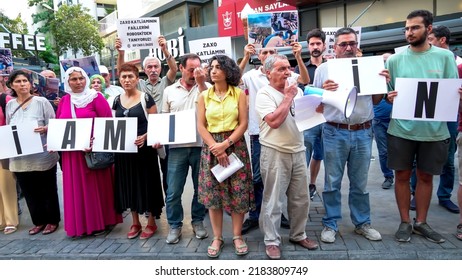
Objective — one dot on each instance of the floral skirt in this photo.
(234, 194)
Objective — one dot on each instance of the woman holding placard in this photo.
(222, 118)
(35, 173)
(88, 194)
(137, 177)
(8, 198)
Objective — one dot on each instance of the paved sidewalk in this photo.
(348, 245)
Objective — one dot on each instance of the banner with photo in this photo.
(43, 86)
(273, 30)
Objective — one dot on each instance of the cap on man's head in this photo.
(103, 69)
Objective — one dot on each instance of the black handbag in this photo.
(99, 160)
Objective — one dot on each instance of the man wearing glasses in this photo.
(346, 141)
(283, 160)
(425, 141)
(253, 80)
(111, 90)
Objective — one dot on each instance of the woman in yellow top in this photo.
(222, 118)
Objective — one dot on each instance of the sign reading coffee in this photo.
(22, 41)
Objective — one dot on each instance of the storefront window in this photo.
(172, 20)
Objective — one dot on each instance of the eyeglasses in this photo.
(344, 45)
(292, 109)
(268, 52)
(412, 28)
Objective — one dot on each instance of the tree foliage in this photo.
(44, 16)
(74, 29)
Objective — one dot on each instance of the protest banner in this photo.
(426, 99)
(69, 134)
(87, 63)
(115, 135)
(361, 72)
(20, 140)
(166, 128)
(138, 33)
(330, 39)
(273, 30)
(206, 48)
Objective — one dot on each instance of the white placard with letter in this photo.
(172, 128)
(206, 48)
(69, 134)
(20, 140)
(115, 135)
(426, 99)
(138, 33)
(362, 72)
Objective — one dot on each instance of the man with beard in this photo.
(316, 39)
(425, 141)
(347, 142)
(155, 85)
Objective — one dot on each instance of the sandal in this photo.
(10, 229)
(36, 229)
(216, 251)
(242, 249)
(135, 230)
(148, 234)
(50, 228)
(459, 232)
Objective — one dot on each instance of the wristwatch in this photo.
(230, 142)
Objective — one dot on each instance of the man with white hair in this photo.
(152, 66)
(111, 90)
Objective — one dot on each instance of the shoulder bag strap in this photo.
(21, 105)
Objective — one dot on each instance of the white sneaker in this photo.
(173, 236)
(368, 232)
(328, 235)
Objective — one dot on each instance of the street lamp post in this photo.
(111, 48)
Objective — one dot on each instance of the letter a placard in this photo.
(426, 99)
(20, 140)
(69, 134)
(115, 135)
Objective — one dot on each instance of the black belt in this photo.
(359, 126)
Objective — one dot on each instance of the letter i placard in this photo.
(20, 140)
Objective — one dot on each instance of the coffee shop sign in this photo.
(22, 41)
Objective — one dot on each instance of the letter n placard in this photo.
(426, 99)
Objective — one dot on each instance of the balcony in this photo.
(108, 24)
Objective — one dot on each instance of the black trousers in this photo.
(40, 190)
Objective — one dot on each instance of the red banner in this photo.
(229, 14)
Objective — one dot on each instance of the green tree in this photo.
(44, 16)
(74, 29)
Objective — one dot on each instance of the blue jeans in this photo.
(353, 149)
(179, 161)
(447, 177)
(313, 143)
(255, 149)
(380, 128)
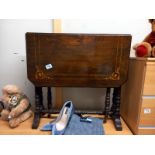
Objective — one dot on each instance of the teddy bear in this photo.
(147, 47)
(15, 106)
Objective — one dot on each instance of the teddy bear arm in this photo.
(19, 109)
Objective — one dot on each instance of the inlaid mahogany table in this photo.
(77, 60)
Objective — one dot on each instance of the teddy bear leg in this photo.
(5, 114)
(16, 121)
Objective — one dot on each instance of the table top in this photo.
(77, 60)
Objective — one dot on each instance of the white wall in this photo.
(13, 53)
(138, 28)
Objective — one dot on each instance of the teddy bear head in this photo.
(147, 47)
(10, 95)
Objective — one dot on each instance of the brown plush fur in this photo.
(14, 115)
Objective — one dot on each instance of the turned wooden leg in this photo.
(38, 107)
(116, 109)
(107, 104)
(49, 100)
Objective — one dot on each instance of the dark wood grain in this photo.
(79, 60)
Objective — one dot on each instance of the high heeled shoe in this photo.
(59, 125)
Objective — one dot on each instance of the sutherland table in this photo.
(77, 60)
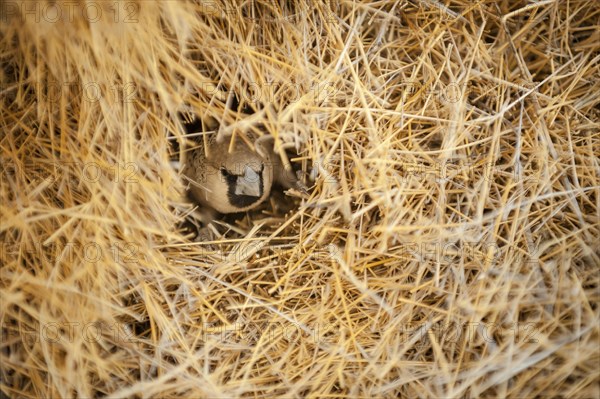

------------------------------------

> **Task brief**
Pictures do not belong in the copy. Please reproduce the entries above exactly otherwise.

> **Solution for this task**
Objective — one dot on each instance of the floral skirt in this photo.
(234, 194)
Objective — one dot on each instance of the woman holding placard in this photo.
(222, 118)
(35, 173)
(88, 194)
(137, 177)
(8, 198)
Objective — one dot on each instance of the paved sidewalk in this photo.
(348, 245)
Objective — one dot on each instance of the banner with photo in this photo.
(43, 86)
(273, 30)
Objective — one dot on each instance of the cap on man's head in this photo.
(103, 69)
Objective — one dot on each instance of the black handbag in this photo.
(99, 160)
Objective — one dot on each instance of the man wearing glasses in this photo.
(346, 141)
(283, 160)
(425, 141)
(253, 80)
(111, 90)
Objective — one dot on each instance of the woman in yellow top in this photo.
(222, 118)
Objective — one dot on each instance of the sign reading coffee in this photo.
(22, 41)
Objective — one dot on each instance of the storefront window in this photo.
(172, 20)
Objective — one dot on each instance of the eyeglasses in this photo.
(344, 45)
(292, 109)
(268, 52)
(412, 28)
Objective — one dot on each instance of the tree foliage in this photo.
(44, 16)
(74, 29)
Objective — one dot on each instance of the protest banner in this photo.
(426, 99)
(69, 134)
(87, 63)
(115, 135)
(361, 72)
(20, 140)
(166, 128)
(138, 33)
(330, 39)
(273, 30)
(206, 48)
Objective — one dot on each instance of the white placard with letter in this photo.
(172, 128)
(206, 48)
(69, 134)
(20, 140)
(115, 135)
(426, 99)
(138, 33)
(362, 72)
Objective — one dot on each instance of the man with beard in this photo.
(316, 39)
(425, 141)
(347, 142)
(155, 85)
Objective — one dot on each instance of the sandal in this photo.
(10, 229)
(36, 229)
(216, 251)
(242, 249)
(135, 230)
(148, 234)
(50, 228)
(459, 232)
Objective — one dot on each instance of the wristwatch in this photo.
(230, 142)
Objective — one dot on each instance of the man with white hair in this photo.
(152, 66)
(111, 90)
Objective — one dot on each instance of the shoulder bag strap in this photo.
(21, 105)
Objective — one dot on each instance of the white sneaker in this photo.
(173, 236)
(368, 232)
(328, 235)
Objective — one dot on each instance of the street lamp post in this photo.
(111, 48)
Objective — one dot on each instance of the letter a placard in this photo.
(426, 99)
(20, 140)
(69, 134)
(115, 135)
Objective — one dot on each instance of the black belt in this photo.
(359, 126)
Objective — one dot on each instance of the letter i placard in this photo.
(20, 140)
Objective — one dot on each instance of the coffee shop sign in this photo.
(22, 41)
Objective — one dot on each instance of the letter n placard in this photo.
(426, 99)
Objective — one dot on each instance of the balcony in this photo.
(108, 24)
Objective — one dot on each instance of the black trousers in this photo.
(40, 190)
Objective — one dot on each instance of the red banner in this photo.
(229, 14)
Objective — one dot on each instance of the green tree in this photo.
(44, 16)
(74, 29)
Objective — one dot on each instance of the blue jeans in this photo.
(353, 149)
(179, 161)
(447, 177)
(313, 143)
(255, 149)
(380, 128)
Objective — one dot on each instance of the teddy bear in this photo.
(147, 47)
(15, 106)
Objective — one dot on each instance of the teddy bear arm in this photo.
(19, 109)
Objective — one dot on each instance of the inlaid mahogany table in this photo.
(77, 60)
Objective — one dot on each instance of the teddy bear leg in this photo.
(5, 114)
(16, 121)
Objective — one dot on each instance of the table top in this photo.
(77, 60)
Objective — one dot on each instance of the white wall in this photo.
(13, 53)
(138, 28)
Objective — one dot on each instance of the teddy bear head in this photo.
(147, 47)
(10, 95)
Objective — one dot on each instance of the brown plush fur in this photo.
(14, 115)
Objective — one dot on each instance of the turned wooden leg in this photo.
(38, 107)
(116, 109)
(107, 104)
(49, 100)
Objective — one dot on each instance of the dark wood grain in this photo.
(79, 60)
Objective — one dot on each instance of the high heeled shoe in this photo.
(59, 125)
Objective — one dot on each instance of the sutherland table in this photo.
(77, 60)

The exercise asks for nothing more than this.